(Stored records)
▬▬▬▬▬▬▬▬▬▬
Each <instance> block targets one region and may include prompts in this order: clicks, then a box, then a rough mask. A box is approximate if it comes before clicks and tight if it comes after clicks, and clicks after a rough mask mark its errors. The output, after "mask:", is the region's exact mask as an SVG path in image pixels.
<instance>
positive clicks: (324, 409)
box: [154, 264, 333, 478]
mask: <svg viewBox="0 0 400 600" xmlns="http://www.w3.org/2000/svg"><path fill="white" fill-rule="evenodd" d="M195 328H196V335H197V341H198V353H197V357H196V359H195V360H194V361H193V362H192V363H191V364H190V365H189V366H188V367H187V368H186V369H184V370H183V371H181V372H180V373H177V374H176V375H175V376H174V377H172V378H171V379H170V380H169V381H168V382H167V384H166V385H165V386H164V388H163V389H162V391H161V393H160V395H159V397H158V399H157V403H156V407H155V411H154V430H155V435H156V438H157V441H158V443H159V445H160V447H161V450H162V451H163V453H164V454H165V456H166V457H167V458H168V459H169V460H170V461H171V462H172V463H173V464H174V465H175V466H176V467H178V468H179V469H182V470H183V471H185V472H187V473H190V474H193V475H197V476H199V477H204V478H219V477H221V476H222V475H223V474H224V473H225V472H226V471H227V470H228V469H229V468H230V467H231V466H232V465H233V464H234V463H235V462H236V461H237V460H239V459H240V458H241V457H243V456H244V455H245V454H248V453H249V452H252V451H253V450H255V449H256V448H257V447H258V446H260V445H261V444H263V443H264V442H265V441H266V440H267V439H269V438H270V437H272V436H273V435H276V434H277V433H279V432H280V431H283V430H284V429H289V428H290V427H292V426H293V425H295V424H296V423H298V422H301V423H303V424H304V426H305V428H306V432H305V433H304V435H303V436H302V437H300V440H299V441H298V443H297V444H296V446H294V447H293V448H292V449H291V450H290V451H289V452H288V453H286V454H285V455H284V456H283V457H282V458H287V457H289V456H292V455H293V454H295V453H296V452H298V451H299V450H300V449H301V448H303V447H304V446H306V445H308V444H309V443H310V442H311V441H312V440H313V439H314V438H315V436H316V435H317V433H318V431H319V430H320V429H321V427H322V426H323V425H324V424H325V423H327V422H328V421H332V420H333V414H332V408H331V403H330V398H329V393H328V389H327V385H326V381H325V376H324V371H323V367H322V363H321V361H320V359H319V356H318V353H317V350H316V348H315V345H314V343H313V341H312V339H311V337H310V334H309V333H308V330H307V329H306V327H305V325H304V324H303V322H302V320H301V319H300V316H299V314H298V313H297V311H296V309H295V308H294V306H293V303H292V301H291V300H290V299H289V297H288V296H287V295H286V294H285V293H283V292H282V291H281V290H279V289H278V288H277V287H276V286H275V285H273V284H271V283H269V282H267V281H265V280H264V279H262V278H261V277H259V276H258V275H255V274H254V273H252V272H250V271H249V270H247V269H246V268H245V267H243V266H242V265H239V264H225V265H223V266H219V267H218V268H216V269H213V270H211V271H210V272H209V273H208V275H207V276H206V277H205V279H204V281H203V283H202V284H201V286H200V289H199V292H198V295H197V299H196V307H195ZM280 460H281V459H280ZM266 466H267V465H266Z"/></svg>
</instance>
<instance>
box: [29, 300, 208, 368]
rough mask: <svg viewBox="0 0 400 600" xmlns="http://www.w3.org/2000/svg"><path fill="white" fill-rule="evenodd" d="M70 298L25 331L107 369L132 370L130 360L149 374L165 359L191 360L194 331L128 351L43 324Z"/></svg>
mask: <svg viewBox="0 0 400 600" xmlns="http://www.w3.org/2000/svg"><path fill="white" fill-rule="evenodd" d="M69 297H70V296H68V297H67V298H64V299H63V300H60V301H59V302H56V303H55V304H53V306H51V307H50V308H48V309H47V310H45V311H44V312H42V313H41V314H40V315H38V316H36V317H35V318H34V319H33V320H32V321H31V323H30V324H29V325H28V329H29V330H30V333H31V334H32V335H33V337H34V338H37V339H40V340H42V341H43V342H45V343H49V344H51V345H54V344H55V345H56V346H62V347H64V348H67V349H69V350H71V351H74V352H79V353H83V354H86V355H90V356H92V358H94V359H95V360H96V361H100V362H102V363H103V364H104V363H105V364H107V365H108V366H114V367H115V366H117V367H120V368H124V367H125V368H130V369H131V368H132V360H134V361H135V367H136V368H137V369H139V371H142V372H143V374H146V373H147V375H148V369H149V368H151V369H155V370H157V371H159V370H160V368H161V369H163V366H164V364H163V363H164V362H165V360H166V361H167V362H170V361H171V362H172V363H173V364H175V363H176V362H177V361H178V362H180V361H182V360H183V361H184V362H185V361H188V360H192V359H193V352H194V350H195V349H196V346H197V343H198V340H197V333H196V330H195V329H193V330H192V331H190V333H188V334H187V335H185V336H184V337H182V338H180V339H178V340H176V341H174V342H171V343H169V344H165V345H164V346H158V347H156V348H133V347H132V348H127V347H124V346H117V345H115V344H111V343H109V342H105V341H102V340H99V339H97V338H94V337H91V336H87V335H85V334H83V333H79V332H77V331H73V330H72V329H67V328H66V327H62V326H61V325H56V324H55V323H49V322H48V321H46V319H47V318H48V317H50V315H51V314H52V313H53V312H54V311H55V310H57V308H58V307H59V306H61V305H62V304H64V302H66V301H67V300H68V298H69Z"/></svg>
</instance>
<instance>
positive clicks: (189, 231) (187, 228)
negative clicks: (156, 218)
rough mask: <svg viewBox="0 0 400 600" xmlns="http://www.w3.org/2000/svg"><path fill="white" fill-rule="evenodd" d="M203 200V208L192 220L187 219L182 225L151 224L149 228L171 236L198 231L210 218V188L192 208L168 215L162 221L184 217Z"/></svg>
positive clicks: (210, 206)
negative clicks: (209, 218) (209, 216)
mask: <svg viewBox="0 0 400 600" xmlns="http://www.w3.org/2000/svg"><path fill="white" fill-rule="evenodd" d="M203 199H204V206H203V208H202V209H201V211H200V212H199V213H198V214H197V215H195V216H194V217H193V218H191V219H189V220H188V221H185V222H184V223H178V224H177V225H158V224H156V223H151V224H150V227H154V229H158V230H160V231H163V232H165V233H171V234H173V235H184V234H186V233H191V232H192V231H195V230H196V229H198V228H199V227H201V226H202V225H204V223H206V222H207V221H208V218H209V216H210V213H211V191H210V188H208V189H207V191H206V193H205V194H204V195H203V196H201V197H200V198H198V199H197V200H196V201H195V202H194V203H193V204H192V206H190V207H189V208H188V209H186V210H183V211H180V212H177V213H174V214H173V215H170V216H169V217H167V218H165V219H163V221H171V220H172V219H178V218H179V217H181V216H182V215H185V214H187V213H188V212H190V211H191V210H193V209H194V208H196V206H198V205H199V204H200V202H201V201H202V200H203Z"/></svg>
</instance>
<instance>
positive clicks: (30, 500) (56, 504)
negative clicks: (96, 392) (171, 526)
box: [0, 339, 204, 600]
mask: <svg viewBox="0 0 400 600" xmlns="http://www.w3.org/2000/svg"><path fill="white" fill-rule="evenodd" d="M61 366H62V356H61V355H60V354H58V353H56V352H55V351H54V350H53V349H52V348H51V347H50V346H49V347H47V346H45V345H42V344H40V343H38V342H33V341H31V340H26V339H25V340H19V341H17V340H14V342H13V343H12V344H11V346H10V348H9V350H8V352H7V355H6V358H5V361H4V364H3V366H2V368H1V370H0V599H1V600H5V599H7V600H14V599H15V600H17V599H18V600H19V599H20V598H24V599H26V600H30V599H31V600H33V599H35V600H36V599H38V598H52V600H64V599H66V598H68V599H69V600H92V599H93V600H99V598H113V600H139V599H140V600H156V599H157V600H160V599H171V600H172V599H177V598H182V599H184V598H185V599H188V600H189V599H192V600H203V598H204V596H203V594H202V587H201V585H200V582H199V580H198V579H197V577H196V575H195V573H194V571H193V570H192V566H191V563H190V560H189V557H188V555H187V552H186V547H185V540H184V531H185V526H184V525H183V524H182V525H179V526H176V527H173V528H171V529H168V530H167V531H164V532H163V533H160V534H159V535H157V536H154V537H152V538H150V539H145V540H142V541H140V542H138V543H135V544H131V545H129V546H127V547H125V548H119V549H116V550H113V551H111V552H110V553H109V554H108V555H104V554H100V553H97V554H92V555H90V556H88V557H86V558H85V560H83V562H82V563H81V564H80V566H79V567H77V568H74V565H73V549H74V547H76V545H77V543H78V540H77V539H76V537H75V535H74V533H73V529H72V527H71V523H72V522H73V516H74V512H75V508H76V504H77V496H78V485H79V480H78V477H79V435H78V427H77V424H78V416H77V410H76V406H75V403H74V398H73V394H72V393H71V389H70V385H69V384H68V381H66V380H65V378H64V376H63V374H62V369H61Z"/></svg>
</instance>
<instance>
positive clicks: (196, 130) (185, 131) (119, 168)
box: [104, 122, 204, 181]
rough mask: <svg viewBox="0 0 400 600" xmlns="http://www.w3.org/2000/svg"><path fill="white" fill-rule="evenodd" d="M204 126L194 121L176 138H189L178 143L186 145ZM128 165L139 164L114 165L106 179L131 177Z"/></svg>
▬▬▬▬▬▬▬▬▬▬
▶ Task
Find the lines in the records that contain the word "positive", then copy every one of them.

▶ Task output
positive clicks: (324, 409)
positive clicks: (189, 231) (187, 228)
positive clicks: (210, 206)
positive clicks: (30, 500) (56, 504)
positive clicks: (196, 130) (185, 131) (119, 168)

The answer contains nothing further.